* BEGIN STORED DATA *
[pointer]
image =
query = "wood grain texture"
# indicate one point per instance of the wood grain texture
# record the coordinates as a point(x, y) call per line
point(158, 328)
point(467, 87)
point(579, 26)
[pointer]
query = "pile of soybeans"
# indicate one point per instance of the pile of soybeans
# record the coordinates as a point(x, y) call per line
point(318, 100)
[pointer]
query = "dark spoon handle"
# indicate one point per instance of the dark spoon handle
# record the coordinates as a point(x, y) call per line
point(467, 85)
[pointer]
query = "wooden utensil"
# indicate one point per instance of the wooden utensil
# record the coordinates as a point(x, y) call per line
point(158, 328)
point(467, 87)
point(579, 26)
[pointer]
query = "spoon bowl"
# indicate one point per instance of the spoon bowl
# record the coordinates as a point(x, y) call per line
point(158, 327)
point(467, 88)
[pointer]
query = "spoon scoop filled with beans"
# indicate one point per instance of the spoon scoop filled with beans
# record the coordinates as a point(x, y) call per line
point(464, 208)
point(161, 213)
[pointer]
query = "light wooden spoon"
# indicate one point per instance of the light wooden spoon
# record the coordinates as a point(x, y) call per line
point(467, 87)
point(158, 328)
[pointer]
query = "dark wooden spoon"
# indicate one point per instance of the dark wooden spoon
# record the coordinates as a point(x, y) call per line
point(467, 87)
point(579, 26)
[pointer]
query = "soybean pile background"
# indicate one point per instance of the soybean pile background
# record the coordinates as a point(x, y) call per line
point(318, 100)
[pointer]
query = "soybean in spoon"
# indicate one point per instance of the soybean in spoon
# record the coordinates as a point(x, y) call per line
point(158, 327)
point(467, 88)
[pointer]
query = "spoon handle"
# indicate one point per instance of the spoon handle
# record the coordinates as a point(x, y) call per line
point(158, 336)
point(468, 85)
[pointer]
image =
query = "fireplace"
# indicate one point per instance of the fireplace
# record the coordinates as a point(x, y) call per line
* END STORED DATA *
Reproduce every line of the material above verbatim, from the first line through the last, changing nothing.

[pointer]
image =
query = "wood grain texture"
# indicate one point per instance of the wood grain texture
# record the coordinates as a point(x, y) call per line
point(158, 328)
point(467, 87)
point(579, 26)
[pointer]
query = "pile of soybeans"
# indicate one point per instance of the pile of soybeans
# record the coordinates as a point(x, y) call per line
point(318, 100)
[pointer]
query = "dark spoon handle"
# indicate one point per instance of the dark spoon handle
# record the coordinates as a point(x, y) call per line
point(467, 85)
[pointer]
query = "wooden utensil"
# indicate one point per instance of the wooden utensil
# record the coordinates as a point(x, y) call per line
point(158, 328)
point(467, 87)
point(579, 26)
[pointer]
query = "spoon bowl"
# indicate one point per instance of the spoon bowl
# record the coordinates as a point(x, y) call per line
point(158, 327)
point(467, 88)
[pointer]
query = "spoon scoop filled with beans"
# indicate one point per instance of the spoon scoop filled with beans
# record the coordinates as a point(x, y) call per line
point(464, 208)
point(161, 213)
[pointer]
query = "light wooden spoon"
# indicate one point per instance of the light wooden spoon
# record the coordinates as a point(x, y) call per line
point(467, 87)
point(158, 328)
[pointer]
query = "dark wooden spoon"
# indicate one point per instance of the dark wooden spoon
# record the coordinates as a point(x, y) call per line
point(467, 87)
point(579, 26)
[pointer]
query = "soybean pile background"
# indicate one point per instance of the soybean pile background
# record the coordinates as a point(x, y) call per line
point(318, 100)
[pointer]
query = "soybean in spoon"
# indicate one point per instance of the soybean in spoon
# record the coordinates as a point(x, y) call per line
point(158, 327)
point(467, 88)
[pointer]
query = "spoon handle"
# indicate one point per instance of the spoon handle
# record the coordinates as a point(x, y) call per line
point(158, 336)
point(468, 85)
[pointer]
image =
query = "fireplace"
# indicate one point per instance of the fireplace
# record the coordinates as a point(x, y) call per line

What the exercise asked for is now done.